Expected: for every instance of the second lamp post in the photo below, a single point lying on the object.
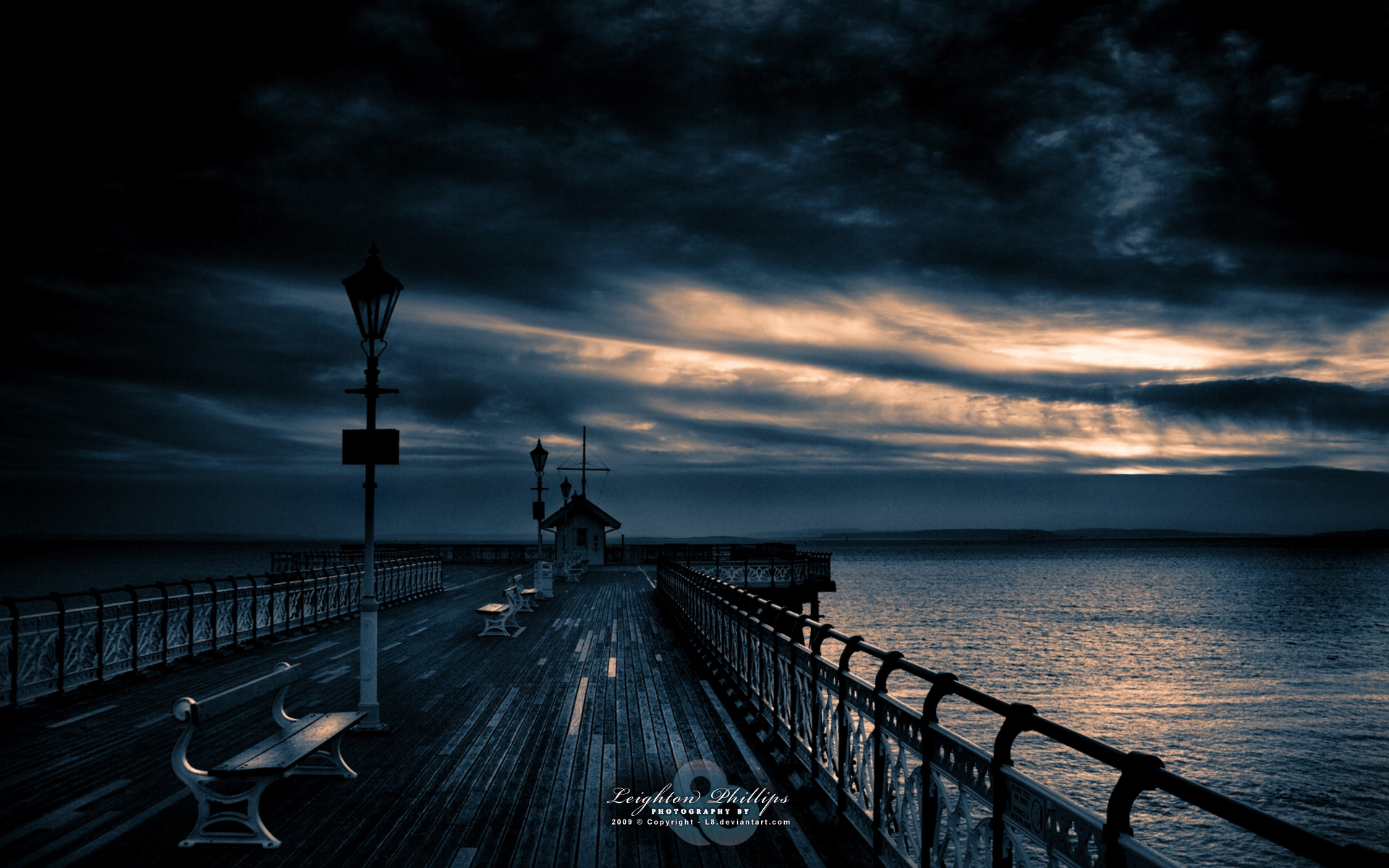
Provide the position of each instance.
────────────────────────────────────────
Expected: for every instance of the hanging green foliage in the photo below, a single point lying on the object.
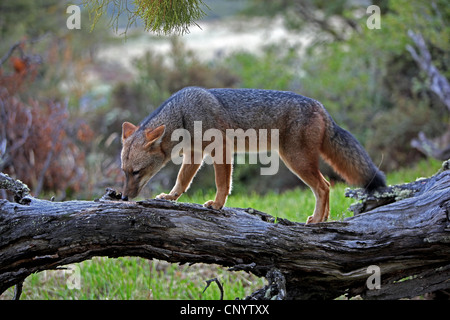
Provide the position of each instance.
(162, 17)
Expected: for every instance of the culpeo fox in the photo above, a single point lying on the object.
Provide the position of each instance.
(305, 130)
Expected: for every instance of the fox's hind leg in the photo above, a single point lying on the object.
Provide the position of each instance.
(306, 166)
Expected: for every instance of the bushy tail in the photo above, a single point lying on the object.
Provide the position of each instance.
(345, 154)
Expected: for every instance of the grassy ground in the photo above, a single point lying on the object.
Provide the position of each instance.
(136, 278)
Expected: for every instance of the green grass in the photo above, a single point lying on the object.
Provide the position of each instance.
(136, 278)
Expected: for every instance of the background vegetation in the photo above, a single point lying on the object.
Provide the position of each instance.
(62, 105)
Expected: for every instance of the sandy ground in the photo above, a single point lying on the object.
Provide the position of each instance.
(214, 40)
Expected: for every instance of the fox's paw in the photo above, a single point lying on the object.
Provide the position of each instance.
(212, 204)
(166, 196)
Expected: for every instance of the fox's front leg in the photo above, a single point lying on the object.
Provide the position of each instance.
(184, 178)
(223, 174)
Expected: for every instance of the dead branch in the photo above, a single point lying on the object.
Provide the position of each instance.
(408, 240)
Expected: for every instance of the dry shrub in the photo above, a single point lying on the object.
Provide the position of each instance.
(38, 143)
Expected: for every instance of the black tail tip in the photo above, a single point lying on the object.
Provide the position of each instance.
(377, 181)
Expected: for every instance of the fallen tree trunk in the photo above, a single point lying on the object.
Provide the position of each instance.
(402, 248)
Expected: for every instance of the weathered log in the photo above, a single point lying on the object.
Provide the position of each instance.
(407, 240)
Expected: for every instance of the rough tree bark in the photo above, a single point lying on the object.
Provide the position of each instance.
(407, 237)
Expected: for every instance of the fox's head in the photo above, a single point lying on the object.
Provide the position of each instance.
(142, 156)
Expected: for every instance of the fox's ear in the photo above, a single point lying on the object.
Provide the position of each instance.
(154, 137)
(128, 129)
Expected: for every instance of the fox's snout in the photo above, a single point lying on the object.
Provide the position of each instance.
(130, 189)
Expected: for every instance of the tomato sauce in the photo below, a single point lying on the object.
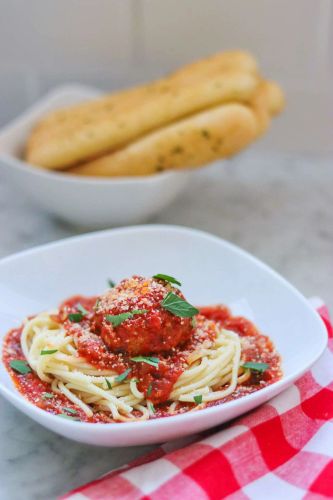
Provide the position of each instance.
────────────────────────────────────────
> WHAT IS REQUIRED
Every line above that includes the word "green" must appear in the answer.

> THE ANSWER
Expected: for every instance of the hanging green foliage in the photo below, a single point lying on the object.
Expected: for every instance of the green grass in the photo above, a single point lying on the object.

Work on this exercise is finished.